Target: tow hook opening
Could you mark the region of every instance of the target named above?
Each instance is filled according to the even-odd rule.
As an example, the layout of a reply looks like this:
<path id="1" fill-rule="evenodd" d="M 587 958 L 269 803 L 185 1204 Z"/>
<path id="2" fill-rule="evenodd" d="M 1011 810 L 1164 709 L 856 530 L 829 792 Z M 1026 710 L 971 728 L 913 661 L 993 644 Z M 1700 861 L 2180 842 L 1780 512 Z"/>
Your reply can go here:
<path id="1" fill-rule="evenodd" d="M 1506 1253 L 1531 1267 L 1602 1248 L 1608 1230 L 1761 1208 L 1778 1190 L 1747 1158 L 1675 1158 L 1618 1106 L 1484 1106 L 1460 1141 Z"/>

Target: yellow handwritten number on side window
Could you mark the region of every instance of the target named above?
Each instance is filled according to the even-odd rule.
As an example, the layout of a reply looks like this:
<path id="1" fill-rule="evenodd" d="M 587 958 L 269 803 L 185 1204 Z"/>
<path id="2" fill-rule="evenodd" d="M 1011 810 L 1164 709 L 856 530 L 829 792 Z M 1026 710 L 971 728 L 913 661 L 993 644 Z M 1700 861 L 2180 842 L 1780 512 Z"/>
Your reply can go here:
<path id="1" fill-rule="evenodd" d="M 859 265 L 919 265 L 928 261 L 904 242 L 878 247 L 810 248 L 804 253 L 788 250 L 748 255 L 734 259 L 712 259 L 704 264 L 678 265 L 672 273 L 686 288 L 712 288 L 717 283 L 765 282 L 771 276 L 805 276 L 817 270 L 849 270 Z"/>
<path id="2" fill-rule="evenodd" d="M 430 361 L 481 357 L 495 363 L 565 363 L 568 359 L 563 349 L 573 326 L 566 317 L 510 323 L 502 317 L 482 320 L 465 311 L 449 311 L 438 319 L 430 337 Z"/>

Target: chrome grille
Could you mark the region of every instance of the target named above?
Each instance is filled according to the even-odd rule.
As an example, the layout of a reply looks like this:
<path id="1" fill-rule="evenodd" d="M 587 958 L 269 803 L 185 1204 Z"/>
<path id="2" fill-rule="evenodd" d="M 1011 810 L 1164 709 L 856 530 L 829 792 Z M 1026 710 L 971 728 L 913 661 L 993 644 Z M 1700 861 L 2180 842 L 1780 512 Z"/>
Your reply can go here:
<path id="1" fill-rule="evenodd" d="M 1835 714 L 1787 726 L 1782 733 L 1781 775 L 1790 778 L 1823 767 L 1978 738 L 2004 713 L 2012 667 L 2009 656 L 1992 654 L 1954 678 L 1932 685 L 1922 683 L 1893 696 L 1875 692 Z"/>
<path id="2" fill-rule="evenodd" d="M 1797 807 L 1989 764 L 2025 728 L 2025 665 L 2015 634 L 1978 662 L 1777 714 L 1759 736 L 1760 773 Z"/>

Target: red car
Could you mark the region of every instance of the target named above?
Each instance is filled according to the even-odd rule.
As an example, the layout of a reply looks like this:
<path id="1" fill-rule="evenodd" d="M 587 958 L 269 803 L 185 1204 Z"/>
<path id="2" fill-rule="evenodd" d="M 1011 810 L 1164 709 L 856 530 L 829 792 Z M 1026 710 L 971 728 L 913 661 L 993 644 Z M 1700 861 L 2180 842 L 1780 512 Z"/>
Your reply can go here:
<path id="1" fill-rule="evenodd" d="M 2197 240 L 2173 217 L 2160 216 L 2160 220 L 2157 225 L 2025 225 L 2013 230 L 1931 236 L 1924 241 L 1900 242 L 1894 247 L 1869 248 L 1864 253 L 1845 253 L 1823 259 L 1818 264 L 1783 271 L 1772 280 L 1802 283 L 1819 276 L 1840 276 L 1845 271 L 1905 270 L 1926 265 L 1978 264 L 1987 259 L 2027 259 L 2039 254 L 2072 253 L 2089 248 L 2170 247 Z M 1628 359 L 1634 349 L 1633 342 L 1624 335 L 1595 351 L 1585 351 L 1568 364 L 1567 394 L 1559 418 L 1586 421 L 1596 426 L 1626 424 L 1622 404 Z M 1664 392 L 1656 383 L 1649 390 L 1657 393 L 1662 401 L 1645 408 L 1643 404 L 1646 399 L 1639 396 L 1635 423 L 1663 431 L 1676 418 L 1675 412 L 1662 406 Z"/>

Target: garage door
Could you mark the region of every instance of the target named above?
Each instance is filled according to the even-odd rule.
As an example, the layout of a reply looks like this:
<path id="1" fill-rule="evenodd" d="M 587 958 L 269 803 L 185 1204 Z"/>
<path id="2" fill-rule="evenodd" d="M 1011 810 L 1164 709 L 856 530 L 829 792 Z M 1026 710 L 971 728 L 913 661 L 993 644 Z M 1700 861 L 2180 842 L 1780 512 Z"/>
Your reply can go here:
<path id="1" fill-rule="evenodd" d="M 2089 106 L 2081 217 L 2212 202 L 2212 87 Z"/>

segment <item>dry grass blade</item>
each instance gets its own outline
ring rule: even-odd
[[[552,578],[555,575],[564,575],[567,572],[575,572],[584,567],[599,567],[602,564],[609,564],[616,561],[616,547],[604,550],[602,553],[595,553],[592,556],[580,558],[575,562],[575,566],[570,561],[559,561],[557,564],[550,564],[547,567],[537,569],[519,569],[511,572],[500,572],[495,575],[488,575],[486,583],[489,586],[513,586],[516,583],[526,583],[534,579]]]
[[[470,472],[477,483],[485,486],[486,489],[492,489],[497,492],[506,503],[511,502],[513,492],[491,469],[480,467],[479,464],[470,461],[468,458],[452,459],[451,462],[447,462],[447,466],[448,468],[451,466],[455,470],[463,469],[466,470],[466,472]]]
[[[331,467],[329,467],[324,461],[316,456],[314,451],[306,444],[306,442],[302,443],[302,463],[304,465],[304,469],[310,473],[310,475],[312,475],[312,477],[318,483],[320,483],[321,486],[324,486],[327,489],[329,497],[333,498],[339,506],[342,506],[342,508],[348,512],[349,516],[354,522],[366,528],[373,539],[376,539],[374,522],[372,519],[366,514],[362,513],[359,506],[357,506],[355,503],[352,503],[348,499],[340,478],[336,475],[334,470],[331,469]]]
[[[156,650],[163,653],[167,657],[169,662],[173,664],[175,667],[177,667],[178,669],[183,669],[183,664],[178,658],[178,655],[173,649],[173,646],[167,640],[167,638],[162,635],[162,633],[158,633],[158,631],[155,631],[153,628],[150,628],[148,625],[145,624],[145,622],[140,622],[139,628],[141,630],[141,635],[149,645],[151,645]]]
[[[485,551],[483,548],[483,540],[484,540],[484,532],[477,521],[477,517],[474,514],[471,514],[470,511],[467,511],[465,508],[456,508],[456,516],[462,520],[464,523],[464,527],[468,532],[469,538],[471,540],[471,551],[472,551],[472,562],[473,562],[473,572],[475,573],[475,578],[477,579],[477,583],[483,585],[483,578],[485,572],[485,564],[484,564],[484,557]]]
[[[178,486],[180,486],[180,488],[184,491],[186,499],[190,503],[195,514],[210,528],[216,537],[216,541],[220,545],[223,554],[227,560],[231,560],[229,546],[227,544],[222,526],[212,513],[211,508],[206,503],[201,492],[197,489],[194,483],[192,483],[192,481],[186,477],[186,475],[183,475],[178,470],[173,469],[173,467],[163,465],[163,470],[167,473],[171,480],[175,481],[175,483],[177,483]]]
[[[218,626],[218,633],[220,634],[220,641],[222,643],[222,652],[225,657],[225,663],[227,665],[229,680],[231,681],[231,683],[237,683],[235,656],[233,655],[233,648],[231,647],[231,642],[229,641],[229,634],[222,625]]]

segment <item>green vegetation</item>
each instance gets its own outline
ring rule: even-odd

━━━━━━━━━━━━━━━━

▶ **PROMPT**
Copy all the data. Match it exactly.

▶ **OUTPUT FOR THIS EXERCISE**
Target: tow hook opening
Could you mark the region of every instance of the target named above?
Each instance is filled according to the even-odd rule.
As an example, the layout of a reply looks like this:
<path id="1" fill-rule="evenodd" d="M 587 958 L 269 803 L 185 1204 Z"/>
<path id="2" fill-rule="evenodd" d="M 1011 810 L 1164 709 L 856 530 L 829 792 Z M 1026 710 L 971 728 L 913 661 L 993 644 Z M 1700 861 L 2180 842 L 1780 512 Z"/>
Your reply can go here:
<path id="1" fill-rule="evenodd" d="M 1506 1253 L 1531 1267 L 1602 1248 L 1608 1230 L 1761 1208 L 1778 1190 L 1747 1158 L 1675 1158 L 1618 1106 L 1484 1106 L 1460 1141 Z"/>

Target: yellow handwritten number on side window
Could you mark the region of every instance of the target named above?
Each instance is filled according to the even-odd rule.
As an example, the layout of a reply looks like this:
<path id="1" fill-rule="evenodd" d="M 587 958 L 269 803 L 185 1204 Z"/>
<path id="2" fill-rule="evenodd" d="M 1011 810 L 1164 709 L 856 530 L 829 792 Z M 1026 710 L 971 728 L 913 661 L 993 644 Z M 1700 861 L 2180 842 L 1780 512 Z"/>
Your reply can go here:
<path id="1" fill-rule="evenodd" d="M 859 265 L 919 265 L 928 261 L 904 242 L 878 247 L 810 248 L 804 253 L 788 250 L 748 255 L 734 259 L 712 259 L 704 264 L 678 265 L 672 273 L 686 288 L 712 288 L 717 283 L 765 282 L 771 276 L 805 276 L 817 270 L 849 270 Z"/>
<path id="2" fill-rule="evenodd" d="M 430 361 L 481 357 L 495 363 L 565 363 L 568 359 L 563 349 L 573 326 L 566 317 L 510 323 L 502 317 L 482 320 L 465 311 L 449 311 L 438 319 L 430 337 Z"/>

Target: chrome grille
Could you mark the region of every instance of the target named above?
Each instance is filled according to the even-odd rule.
As an example, the layout of a reply looks like this:
<path id="1" fill-rule="evenodd" d="M 587 958 L 269 803 L 185 1204 Z"/>
<path id="2" fill-rule="evenodd" d="M 1011 810 L 1164 709 L 856 530 L 829 792 Z M 1026 710 L 971 728 L 913 661 L 993 644 Z M 1700 861 L 2180 842 L 1780 512 Z"/>
Your reply can go here:
<path id="1" fill-rule="evenodd" d="M 1835 714 L 1787 726 L 1782 733 L 1781 775 L 1790 778 L 1823 767 L 1978 738 L 2004 713 L 2012 667 L 2009 656 L 1992 654 L 1954 678 L 1932 685 L 1922 683 L 1893 696 L 1875 692 Z"/>
<path id="2" fill-rule="evenodd" d="M 1797 807 L 1989 764 L 2025 728 L 2025 665 L 2015 634 L 1978 662 L 1777 714 L 1759 736 L 1760 773 Z"/>

Target: red car
Could you mark the region of every instance of the target named above?
Each instance is filled according to the even-odd rule.
As an example, the layout of a reply looks like this:
<path id="1" fill-rule="evenodd" d="M 587 958 L 269 803 L 185 1204 Z"/>
<path id="2" fill-rule="evenodd" d="M 1011 810 L 1164 709 L 856 530 L 829 792 Z M 1026 710 L 971 728 L 913 661 L 993 644 Z M 1700 861 L 2180 842 L 1780 512 Z"/>
Your reply can go here:
<path id="1" fill-rule="evenodd" d="M 2197 240 L 2173 217 L 2160 216 L 2160 220 L 2157 225 L 2025 225 L 2013 230 L 1931 236 L 1924 241 L 1900 242 L 1894 247 L 1869 248 L 1864 253 L 1845 253 L 1823 259 L 1818 264 L 1783 271 L 1772 280 L 1802 283 L 1819 276 L 1840 276 L 1845 271 L 1905 270 L 1926 265 L 1978 264 L 1987 259 L 2027 259 L 2039 254 L 2072 253 L 2089 248 L 2170 247 Z M 1628 359 L 1634 349 L 1633 342 L 1624 335 L 1595 351 L 1585 351 L 1568 364 L 1567 394 L 1559 418 L 1586 421 L 1596 426 L 1626 424 L 1622 404 Z M 1664 392 L 1656 383 L 1649 390 L 1657 393 L 1662 401 L 1645 408 L 1643 404 L 1646 399 L 1639 396 L 1635 423 L 1663 431 L 1676 418 L 1675 412 L 1662 406 Z"/>

Target: garage door
Could you mark the region of every instance of the target named above?
Each instance is filled according to the even-odd rule.
As an example, the layout of a reply looks like this:
<path id="1" fill-rule="evenodd" d="M 587 958 L 269 803 L 185 1204 Z"/>
<path id="2" fill-rule="evenodd" d="M 1011 810 L 1164 709 L 856 530 L 829 792 Z M 1026 710 L 971 728 L 913 661 L 993 644 Z M 1700 861 L 2180 842 L 1780 512 Z"/>
Your reply can go here:
<path id="1" fill-rule="evenodd" d="M 2089 106 L 2081 217 L 2212 202 L 2212 87 Z"/>

segment <item>dry grass blade</item>
each instance gets its own outline
ring rule: even-odd
[[[552,578],[555,575],[564,575],[567,572],[575,572],[584,567],[599,567],[602,564],[609,564],[616,561],[616,547],[604,550],[602,553],[595,553],[592,556],[580,558],[575,562],[575,566],[570,561],[559,561],[557,564],[550,564],[547,567],[537,569],[519,569],[511,572],[500,572],[495,575],[488,575],[486,583],[489,586],[513,586],[516,583],[526,583],[534,579]]]
[[[470,472],[477,483],[485,486],[486,489],[492,489],[497,492],[506,503],[511,502],[513,492],[491,469],[480,467],[479,464],[470,461],[468,458],[452,459],[451,462],[447,462],[447,466],[448,468],[451,466],[455,470],[463,469],[466,470],[466,472]]]
[[[331,467],[329,467],[324,461],[316,456],[314,451],[306,444],[306,442],[302,443],[302,463],[304,465],[304,469],[310,473],[310,475],[312,475],[312,477],[318,483],[320,483],[321,486],[324,486],[327,489],[329,497],[333,498],[339,506],[342,506],[342,508],[348,512],[349,516],[354,522],[366,528],[373,539],[376,539],[374,522],[372,519],[366,514],[362,513],[359,506],[357,506],[355,503],[352,503],[348,499],[340,478],[336,475],[334,470],[331,469]]]
[[[156,650],[163,653],[167,657],[169,662],[173,664],[175,667],[177,667],[178,669],[183,669],[183,664],[178,658],[178,655],[173,649],[173,646],[167,640],[167,638],[162,635],[162,633],[158,633],[158,631],[155,631],[153,628],[150,628],[148,625],[145,624],[145,622],[140,622],[139,628],[141,630],[141,635],[149,645],[151,645]]]
[[[485,551],[483,548],[483,540],[484,540],[484,532],[477,521],[477,517],[474,514],[471,514],[470,511],[467,511],[465,508],[456,508],[456,516],[462,520],[464,523],[464,527],[468,532],[469,538],[471,540],[471,551],[472,551],[472,562],[473,562],[473,572],[475,573],[475,578],[477,579],[477,583],[483,585],[483,578],[485,572],[485,564],[484,564],[484,557]]]
[[[178,486],[180,486],[180,488],[184,491],[186,499],[190,503],[195,514],[210,528],[216,537],[216,541],[220,545],[223,554],[227,560],[231,560],[229,546],[227,544],[222,526],[212,513],[211,508],[206,503],[201,492],[197,489],[194,483],[192,483],[192,481],[186,477],[186,475],[183,475],[178,470],[173,469],[173,467],[163,465],[163,470],[167,473],[171,480],[175,481],[175,483],[177,483]]]
[[[218,626],[218,633],[220,634],[220,641],[222,643],[222,652],[225,657],[225,663],[227,665],[229,680],[231,681],[231,683],[237,683],[235,656],[233,655],[233,648],[231,647],[231,642],[229,641],[229,634],[222,625]]]

segment <item>green vegetation</item>
each instance gets its own outline
ring rule: even-odd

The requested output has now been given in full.